- [TAREA 1]:
Responde con datos del fragmento sobre la formación de Gobierno en España:
(a) ¿Qué palabra se ha hecho dueña del escenario?
(b) ¿Quién ha encargado a la izquierda la responsabilidad de formar Gobierno?
(c) ¿Qué es la responsabilidad en principio, según el texto?
- [TAREA 2]: Reproduce sin cambios el pasaje del fragmento sobre la formación de Gobierno que va desde "Mientras el país" hasta "Juan Luis Cebrián.".
··· FRAGMENTO DEL DOCUMENTO
Mientras el país se desenvuelve con normalidad, la dirigencia política, sin distinción de ideologías ni talantes, lo pretende empujar de manera constante hacia la confrontación y la desesperanza, escribe el periodista y académico de la Lengua Juan Luis Cebrián. 

En el esperpento al que hemos asistido los últimos meses sobre los devaneos y esfuerzos para formar Gobierno en España, una sola palabra se ha hecho dueña del escenario, pronunciada ampulosamente por todos los intérpretes de la tragicomedia: responsabilidad. De modo que la derecha debe permitir gobernar a la izquierda por responsabilidad, y abstenerse de fornicar con la extrema derecha también por responsabilidad. Pero, a su vez, la responsabilidad de formar Gobierno es de la izquierda, porque así se lo ha encargado el Rey, en el ejercicio de uno de los eximios y simbólicos poderes que la Constitución le otorga. Habida cuenta del poco apego que nuestros líderes muestran por la excelencia intelectual —salvo en el caso de Pablo Iglesias, que ya se encargó de recordar sus méritos académicos frente a los deméritos de sus oponentes—, es comprensible el descuido semántico en el que han incurrido en este caso. La responsabilidad no es en principio una cualidad del comportamiento, sino la obligación de responder por algo ante alguien. O sea, que lejos de suponer que los que no siguen los deseos de quienes pretenden monopolizar hasta el sentido común son unos irresponsables, los políticos, todos los políticos, son responsables de sus actos mal que a veces les pese. Esta es, en definitiva, la grandeza de nuestro vilipendiado régimen: que en elecciones periódicas y libres han de someterse al examen de los ciudadanos, capacitados como están para echarlos de su empleo. De modo que la responsabilidad que el presidente en funciones demanda de los demás es la misma que los demás han de exigirle, y no es él, ni ninguno de los otros, quien define los límites de su ejercicio.
······
··· MATERIAL PROPORCIONADO
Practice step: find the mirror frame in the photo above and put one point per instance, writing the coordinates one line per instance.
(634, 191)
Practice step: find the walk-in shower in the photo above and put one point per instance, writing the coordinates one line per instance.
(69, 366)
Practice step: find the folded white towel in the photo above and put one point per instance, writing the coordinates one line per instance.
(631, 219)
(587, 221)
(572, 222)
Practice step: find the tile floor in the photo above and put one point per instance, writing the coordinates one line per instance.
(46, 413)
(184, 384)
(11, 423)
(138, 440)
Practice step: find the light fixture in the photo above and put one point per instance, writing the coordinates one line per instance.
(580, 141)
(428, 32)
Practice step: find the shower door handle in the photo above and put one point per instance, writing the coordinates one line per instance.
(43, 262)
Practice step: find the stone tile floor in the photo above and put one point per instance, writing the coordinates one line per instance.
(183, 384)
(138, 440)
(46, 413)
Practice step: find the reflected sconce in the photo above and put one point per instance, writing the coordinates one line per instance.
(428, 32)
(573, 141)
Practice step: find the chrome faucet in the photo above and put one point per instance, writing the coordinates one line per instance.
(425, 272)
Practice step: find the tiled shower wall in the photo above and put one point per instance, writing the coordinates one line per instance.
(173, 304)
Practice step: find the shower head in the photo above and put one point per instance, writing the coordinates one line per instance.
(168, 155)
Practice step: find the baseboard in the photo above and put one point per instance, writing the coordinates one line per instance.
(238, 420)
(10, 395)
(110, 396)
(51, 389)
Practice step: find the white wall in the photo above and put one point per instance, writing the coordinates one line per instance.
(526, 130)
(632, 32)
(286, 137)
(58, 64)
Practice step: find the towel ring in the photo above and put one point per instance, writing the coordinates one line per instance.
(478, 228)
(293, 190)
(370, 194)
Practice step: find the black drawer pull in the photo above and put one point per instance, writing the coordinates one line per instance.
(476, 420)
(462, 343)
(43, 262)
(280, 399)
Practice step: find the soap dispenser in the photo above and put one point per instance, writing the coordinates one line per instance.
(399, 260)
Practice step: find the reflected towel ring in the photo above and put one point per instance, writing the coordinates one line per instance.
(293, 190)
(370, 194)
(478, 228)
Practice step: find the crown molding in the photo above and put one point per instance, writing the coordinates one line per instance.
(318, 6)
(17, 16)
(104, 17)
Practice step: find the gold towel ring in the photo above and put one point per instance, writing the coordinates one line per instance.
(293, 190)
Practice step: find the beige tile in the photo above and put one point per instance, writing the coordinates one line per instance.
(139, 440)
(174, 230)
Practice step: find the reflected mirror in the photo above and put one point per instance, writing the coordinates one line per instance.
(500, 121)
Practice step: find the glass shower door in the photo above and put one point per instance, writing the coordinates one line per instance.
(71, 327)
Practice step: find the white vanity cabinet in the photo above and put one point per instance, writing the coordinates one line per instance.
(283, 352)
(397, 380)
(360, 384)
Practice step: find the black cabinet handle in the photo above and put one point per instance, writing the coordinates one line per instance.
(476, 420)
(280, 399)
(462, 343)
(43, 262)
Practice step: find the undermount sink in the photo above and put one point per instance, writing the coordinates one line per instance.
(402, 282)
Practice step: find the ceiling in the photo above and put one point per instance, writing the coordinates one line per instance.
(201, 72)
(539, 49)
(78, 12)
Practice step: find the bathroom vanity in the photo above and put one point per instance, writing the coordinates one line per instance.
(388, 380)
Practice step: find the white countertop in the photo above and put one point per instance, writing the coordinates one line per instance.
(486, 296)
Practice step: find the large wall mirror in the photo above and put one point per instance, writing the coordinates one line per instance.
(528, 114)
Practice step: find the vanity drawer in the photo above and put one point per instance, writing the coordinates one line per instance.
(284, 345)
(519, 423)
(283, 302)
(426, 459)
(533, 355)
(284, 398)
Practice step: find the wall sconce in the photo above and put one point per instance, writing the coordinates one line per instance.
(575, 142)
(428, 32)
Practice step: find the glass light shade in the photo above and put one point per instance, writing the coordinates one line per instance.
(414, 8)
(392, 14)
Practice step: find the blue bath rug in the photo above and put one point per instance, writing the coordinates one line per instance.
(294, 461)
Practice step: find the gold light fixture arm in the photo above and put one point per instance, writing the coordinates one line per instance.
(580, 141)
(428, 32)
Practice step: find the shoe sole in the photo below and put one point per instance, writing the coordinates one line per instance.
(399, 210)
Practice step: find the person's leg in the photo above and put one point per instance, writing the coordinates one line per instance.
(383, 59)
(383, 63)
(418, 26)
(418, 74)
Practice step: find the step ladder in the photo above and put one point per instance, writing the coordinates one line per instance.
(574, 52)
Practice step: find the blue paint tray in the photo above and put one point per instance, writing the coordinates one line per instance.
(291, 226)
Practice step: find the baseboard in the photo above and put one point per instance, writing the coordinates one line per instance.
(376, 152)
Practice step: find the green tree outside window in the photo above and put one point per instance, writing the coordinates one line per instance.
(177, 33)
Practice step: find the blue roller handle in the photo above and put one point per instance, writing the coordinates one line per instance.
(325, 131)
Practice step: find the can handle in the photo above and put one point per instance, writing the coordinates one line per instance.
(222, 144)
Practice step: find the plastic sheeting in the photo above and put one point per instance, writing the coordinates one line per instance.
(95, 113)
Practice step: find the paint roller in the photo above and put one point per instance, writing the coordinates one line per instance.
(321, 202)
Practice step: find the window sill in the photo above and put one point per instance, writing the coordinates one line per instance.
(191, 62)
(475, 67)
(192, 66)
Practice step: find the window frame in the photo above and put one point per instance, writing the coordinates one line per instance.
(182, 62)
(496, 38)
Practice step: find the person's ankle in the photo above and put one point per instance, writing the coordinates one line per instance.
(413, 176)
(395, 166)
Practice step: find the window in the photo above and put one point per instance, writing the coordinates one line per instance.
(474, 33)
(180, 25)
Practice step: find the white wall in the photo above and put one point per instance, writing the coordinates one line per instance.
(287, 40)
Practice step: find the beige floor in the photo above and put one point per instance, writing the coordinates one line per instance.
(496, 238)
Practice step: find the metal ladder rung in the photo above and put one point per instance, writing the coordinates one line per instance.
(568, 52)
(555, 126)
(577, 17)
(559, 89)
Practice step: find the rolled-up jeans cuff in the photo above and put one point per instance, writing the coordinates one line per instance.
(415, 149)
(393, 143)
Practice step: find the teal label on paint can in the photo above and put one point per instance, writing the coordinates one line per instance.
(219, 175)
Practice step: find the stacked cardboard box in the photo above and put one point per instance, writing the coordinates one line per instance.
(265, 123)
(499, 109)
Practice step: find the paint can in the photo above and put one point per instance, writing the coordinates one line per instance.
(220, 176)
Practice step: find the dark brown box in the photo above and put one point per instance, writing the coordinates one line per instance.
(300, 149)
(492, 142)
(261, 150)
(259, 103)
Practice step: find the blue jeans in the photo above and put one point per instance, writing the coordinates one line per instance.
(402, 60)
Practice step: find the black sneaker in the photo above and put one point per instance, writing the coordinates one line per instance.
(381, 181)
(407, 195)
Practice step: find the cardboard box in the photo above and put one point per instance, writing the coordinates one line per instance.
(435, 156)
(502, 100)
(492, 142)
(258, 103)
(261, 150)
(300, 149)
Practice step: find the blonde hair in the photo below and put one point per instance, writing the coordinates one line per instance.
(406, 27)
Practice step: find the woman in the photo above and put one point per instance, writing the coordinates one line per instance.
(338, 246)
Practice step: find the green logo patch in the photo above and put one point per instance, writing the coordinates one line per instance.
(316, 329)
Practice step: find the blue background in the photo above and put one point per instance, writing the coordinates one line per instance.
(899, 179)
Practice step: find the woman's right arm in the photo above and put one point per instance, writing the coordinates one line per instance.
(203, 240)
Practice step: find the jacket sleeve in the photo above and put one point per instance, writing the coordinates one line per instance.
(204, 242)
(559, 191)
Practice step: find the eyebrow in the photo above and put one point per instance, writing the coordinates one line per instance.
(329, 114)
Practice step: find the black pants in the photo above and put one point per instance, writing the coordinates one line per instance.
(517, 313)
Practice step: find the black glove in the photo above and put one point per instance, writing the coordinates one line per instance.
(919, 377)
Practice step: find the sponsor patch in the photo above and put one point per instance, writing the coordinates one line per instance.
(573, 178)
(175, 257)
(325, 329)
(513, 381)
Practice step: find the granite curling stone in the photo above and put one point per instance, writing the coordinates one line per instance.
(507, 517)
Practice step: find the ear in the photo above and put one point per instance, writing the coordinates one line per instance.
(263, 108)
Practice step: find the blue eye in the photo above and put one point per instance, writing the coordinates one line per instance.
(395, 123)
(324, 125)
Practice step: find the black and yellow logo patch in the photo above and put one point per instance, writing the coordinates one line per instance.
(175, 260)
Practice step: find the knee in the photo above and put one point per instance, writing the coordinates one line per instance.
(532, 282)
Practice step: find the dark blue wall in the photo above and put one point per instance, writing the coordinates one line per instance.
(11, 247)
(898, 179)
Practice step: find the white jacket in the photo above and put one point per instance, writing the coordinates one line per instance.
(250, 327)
······
- [RESULTADO DEL EJERCICIO 1]:
(a) Responsabilidad.
(b) El Rey.
(c) La obligación de responder por algo ante alguien.

- [RESULTADO DEL EJERCICIO 2]:
Mientras el país se desenvuelve con normalidad, la dirigencia política, sin distinción de ideologías ni talantes, lo pretende empujar de manera constante hacia la confrontación y la desesperanza, escribe el periodista y académico de la Lengua Juan Luis Cebrián.